**WRITTEN TASK:** The records below must be retyped exactly.

(Object pointing dataset rows)

────────────────────

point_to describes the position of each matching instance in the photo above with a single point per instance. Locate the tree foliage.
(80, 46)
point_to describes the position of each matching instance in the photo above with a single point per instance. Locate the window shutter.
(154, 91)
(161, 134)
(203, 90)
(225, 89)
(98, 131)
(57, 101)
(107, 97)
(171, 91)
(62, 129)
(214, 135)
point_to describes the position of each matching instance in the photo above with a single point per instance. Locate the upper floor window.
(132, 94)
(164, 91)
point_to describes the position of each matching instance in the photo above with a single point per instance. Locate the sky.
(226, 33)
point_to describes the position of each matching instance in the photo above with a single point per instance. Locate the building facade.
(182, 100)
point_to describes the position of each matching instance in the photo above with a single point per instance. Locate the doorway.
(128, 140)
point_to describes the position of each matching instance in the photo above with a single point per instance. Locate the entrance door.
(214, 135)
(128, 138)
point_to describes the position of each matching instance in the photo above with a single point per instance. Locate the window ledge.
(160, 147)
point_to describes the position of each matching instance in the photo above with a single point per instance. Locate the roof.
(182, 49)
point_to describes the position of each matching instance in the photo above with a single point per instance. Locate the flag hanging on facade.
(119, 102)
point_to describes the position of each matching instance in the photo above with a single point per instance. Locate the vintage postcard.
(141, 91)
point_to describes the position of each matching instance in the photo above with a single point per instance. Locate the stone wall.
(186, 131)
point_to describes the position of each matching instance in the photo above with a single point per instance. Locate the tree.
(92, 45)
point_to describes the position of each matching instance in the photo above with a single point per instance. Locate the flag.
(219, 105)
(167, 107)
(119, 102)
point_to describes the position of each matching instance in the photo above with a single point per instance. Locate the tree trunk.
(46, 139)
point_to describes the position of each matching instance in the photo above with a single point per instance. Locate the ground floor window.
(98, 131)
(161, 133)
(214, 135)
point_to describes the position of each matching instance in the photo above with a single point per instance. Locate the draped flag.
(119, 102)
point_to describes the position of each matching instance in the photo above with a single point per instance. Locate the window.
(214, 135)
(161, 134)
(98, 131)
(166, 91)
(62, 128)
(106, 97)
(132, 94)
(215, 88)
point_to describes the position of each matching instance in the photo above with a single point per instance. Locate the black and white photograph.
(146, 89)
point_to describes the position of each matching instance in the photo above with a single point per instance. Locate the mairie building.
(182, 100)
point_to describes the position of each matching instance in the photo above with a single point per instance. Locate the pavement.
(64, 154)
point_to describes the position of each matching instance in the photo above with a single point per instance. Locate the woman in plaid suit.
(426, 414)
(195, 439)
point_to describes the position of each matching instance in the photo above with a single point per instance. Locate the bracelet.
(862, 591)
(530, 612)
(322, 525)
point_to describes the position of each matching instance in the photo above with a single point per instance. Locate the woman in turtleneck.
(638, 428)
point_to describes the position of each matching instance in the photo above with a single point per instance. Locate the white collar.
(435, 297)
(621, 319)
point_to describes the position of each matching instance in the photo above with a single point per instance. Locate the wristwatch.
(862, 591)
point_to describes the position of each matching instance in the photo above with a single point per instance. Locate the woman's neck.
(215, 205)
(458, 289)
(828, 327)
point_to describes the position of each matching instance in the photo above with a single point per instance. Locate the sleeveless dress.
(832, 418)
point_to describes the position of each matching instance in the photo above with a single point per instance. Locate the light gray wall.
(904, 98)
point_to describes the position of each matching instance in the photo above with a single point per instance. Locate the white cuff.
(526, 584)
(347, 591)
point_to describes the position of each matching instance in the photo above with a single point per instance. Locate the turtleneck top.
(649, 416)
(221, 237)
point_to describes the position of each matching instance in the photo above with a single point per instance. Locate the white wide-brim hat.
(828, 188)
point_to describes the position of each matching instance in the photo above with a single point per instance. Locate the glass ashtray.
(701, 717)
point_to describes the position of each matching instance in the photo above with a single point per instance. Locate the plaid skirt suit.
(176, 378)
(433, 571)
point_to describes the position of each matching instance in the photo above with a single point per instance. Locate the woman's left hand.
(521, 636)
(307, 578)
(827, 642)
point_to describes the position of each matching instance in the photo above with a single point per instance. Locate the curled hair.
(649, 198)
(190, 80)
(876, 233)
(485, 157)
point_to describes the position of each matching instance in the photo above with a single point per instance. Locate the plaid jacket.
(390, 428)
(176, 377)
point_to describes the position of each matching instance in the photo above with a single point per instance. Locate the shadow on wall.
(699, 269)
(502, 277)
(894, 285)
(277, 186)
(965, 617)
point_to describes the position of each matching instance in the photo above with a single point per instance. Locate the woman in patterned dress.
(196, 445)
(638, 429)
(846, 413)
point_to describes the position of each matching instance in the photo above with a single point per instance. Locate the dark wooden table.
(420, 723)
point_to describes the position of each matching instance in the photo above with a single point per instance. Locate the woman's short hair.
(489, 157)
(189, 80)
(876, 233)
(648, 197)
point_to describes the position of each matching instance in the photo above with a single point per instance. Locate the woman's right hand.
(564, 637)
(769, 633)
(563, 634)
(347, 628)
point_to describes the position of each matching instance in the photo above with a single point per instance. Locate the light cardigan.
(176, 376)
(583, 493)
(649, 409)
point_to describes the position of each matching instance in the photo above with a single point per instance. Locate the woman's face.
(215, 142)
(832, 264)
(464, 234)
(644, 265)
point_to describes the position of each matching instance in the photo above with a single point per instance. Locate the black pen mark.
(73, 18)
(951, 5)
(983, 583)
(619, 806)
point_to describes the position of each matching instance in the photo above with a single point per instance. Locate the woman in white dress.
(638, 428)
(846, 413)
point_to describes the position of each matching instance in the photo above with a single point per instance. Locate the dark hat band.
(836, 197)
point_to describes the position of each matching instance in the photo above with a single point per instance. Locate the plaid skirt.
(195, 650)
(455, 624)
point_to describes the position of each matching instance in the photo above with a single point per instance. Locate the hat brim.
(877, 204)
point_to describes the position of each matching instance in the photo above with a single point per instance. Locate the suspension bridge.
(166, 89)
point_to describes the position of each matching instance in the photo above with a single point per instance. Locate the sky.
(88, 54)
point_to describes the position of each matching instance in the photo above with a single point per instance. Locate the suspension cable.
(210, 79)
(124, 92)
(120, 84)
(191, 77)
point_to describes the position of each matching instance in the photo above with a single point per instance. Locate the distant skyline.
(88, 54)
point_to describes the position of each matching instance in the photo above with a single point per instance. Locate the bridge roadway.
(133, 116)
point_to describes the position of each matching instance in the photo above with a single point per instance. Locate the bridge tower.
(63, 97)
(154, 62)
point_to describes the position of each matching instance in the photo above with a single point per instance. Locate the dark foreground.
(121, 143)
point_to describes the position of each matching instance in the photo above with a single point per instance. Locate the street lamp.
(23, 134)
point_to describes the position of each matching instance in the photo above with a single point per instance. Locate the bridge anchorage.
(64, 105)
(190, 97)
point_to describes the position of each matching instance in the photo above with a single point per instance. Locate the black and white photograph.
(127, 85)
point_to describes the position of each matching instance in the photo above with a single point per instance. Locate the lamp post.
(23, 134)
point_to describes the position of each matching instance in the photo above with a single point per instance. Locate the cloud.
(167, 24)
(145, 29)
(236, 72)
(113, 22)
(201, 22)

────────────────────

**RESPONSE TO THIS EXERCISE:**
point_to describes the position of each matching instance in the photo above with a single point per instance. Locate the tree foliage.
(80, 46)
point_to describes the position of each matching instance in the photo above with a single point per instance. Locate the window shutter.
(154, 91)
(161, 134)
(203, 90)
(225, 89)
(98, 131)
(57, 101)
(107, 97)
(171, 91)
(62, 129)
(214, 135)
point_to describes the position of each matching instance in the photo above with a single point per instance. Locate the upper floor window.
(132, 94)
(164, 91)
point_to describes the position of each matching instance in the photo above with a single point per instance. Locate the sky.
(226, 33)
point_to describes the position of each matching instance in the photo above with a single point per instance. Locate the building facade.
(182, 100)
point_to describes the position of each matching instance in the photo above with a single point per instance. Locate the doorway.
(128, 140)
point_to describes the position of each matching instance in the photo above with a single point per instance. Locate the entrance door.
(214, 135)
(128, 138)
point_to describes the position of each matching instance in the photo above with a single point per instance. Locate the window ledge.
(160, 147)
point_to describes the position of each matching instance in the photo above with a single point per instance. Locate the roof.
(182, 49)
point_to describes the position of each matching instance in the photo above with a single point per instance. Locate the flag hanging on facade.
(119, 102)
point_to describes the position of each matching instance in the photo above with a single point per instance. Locate the vintage postcard.
(141, 91)
point_to describes the position of each matching instance in the photo above with a single point per instance. Locate the stone wall.
(186, 131)
point_to describes the position of each matching instance in the photo above with a single point per instance. Locate the tree.
(92, 45)
point_to describes the position of each matching instance in the photo above with a single point per instance. Locate the flag.
(219, 105)
(167, 107)
(119, 102)
point_to describes the position of each matching instance in the photo above with a single point per instance. Locate the tree trunk.
(46, 139)
point_to describes the position of each matching instance in the photo above with a single point per instance. Locate the ground floor window.
(98, 131)
(161, 133)
(214, 135)
point_to describes the position of each matching instance in the photo above with a single point per instance. Locate the draped flag.
(119, 102)
point_to describes the position of each matching instance in the photo above with a single point per instance. Locate the window.
(214, 135)
(161, 134)
(98, 131)
(166, 91)
(62, 128)
(106, 97)
(132, 94)
(215, 88)
point_to describes the position of each matching instance in the photo above with a single point per instance. Locate the black and white photograph.
(146, 89)
point_to describes the position of each matching instance in the photo above with a single point per instance. Locate the mairie building.
(182, 100)
point_to describes the position of each matching instance in the photo above with a single point per instance. Locate the pavement.
(64, 154)
point_to describes the position of each matching instance in the photo above with a single point per instance. Locate the woman in plaid suit.
(426, 414)
(195, 439)
point_to describes the position of each matching instance in the photo above with a single point per instance. Locate the bracelet.
(862, 591)
(530, 612)
(322, 525)
point_to describes the position of each matching instance in the photo above with a single point per instance. Locate the woman in turtleneck.
(638, 428)
point_to describes the position of each matching instance in the photo above with a single point per instance. Locate the white collar.
(435, 297)
(621, 319)
point_to describes the position of each matching instance in the photo above with a single point per instance. Locate the wristwatch.
(862, 591)
point_to describes the position of each matching instance in the photo above with a single point per instance. Locate the woman's neck.
(215, 205)
(458, 289)
(828, 327)
point_to describes the position of each matching instance in the photo above with a single point per instance. Locate the sleeveless dress.
(832, 418)
point_to describes the position of each matching instance in the photo above with a single point per instance. Locate the light gray wall.
(904, 98)
point_to describes the position of each matching instance in the photo above with a single point per instance. Locate the white cuff.
(526, 584)
(347, 591)
point_to describes the position of each matching instance in the photo above with a single point per instance. Locate the turtleneck top.
(649, 416)
(221, 237)
point_to describes the position of each matching instance in the photo above with a single point per instance. Locate the white wide-brim hat.
(828, 188)
point_to describes the position of each matching instance in the photo above with a single point per instance. Locate the glass ashtray.
(701, 717)
point_to describes the position of each matching instance in the photo above with a single point per instance. Locate the plaid skirt suit.
(176, 378)
(433, 571)
point_to describes the position of each matching instance in the photo above with a single point per instance. Locate the woman's left hand.
(521, 636)
(307, 578)
(827, 642)
point_to describes the position of each matching instance in the photo above with a single point per instance. Locate the curled hair.
(649, 198)
(190, 80)
(876, 233)
(485, 157)
point_to describes the position of each matching instance in the photo above with a single point per instance. Locate the plaid jacket.
(390, 428)
(176, 377)
point_to describes the position of each matching instance in the photo above with a single point per instance. Locate the shadow on wall.
(699, 269)
(502, 277)
(894, 285)
(277, 186)
(965, 617)
point_to describes the position of each matching instance in the photo above with a single point per instance. Locate the woman in patterned dress.
(196, 445)
(638, 429)
(846, 413)
point_to describes the position of each matching instance in the photo above with a single point per instance. Locate the dark wooden table.
(420, 723)
point_to describes the position of each matching instance in the photo above with a single point per instance. Locate the woman's short hair.
(489, 157)
(189, 80)
(876, 233)
(648, 197)
point_to describes the position of each matching instance in the photo above with a single point per instance. Locate the woman's right hand.
(564, 637)
(769, 633)
(563, 634)
(347, 628)
point_to describes the position of each matching instance in the photo above with a single point per instance. Locate the light cardigan.
(176, 376)
(583, 493)
(649, 409)
point_to describes the position of each matching instance in the photo above with a single point per instance. Locate the woman's face.
(215, 142)
(832, 264)
(464, 234)
(644, 265)
point_to describes the position of each matching instance in the photo above with a single point per instance. Locate the black pen mark.
(73, 18)
(951, 5)
(983, 583)
(619, 806)
point_to describes the position of each matching instance in the photo above with a single point per instance. Locate the woman in white dress.
(638, 428)
(846, 413)
point_to describes the position of each matching instance in the photo above with a single point per instance. Locate the dark hat band.
(836, 197)
point_to describes the position of each matching instance in the photo above with a single point per instance. Locate the plaid skirt.
(195, 650)
(455, 624)
point_to describes the position of each matching instance in the photo above with a single point per instance. Locate the hat brim.
(877, 204)
point_to describes the position of each matching instance in the photo above with a single point per instance. Locate the suspension bridge.
(166, 89)
point_to describes the position of each matching instance in the photo above with a single point per instance. Locate the sky.
(88, 54)
point_to describes the position of each matching instance in the photo above with a single point per instance. Locate the suspension cable.
(210, 79)
(124, 92)
(120, 84)
(191, 77)
point_to describes the position of each matching instance in the photo above with a single point per instance. Locate the distant skyline.
(88, 54)
point_to describes the position of each matching instance in the photo above with a single point per instance. Locate the bridge roadway.
(133, 116)
point_to describes the position of each matching instance in the photo above with a single point per instance. Locate the bridge tower.
(63, 97)
(154, 62)
point_to describes the position of each matching instance in the photo above with a single point per instance. Locate the dark foreground.
(121, 143)
point_to describes the position of each matching instance in the photo above with a single point per instance. Locate the street lamp.
(23, 134)
point_to describes the position of each matching instance in the photo above with a single point per instance. Locate the bridge anchorage.
(64, 105)
(190, 97)
point_to describes the position of each matching instance in the photo above with a single point per instance. Locate the black and white photograph.
(127, 85)
point_to describes the position of each matching instance in the photo above with a single point per instance. Locate the lamp post.
(23, 134)
point_to describes the position of each matching instance in the photo above with a single point per instance. Locate the cloud.
(167, 24)
(145, 29)
(236, 72)
(113, 22)
(201, 22)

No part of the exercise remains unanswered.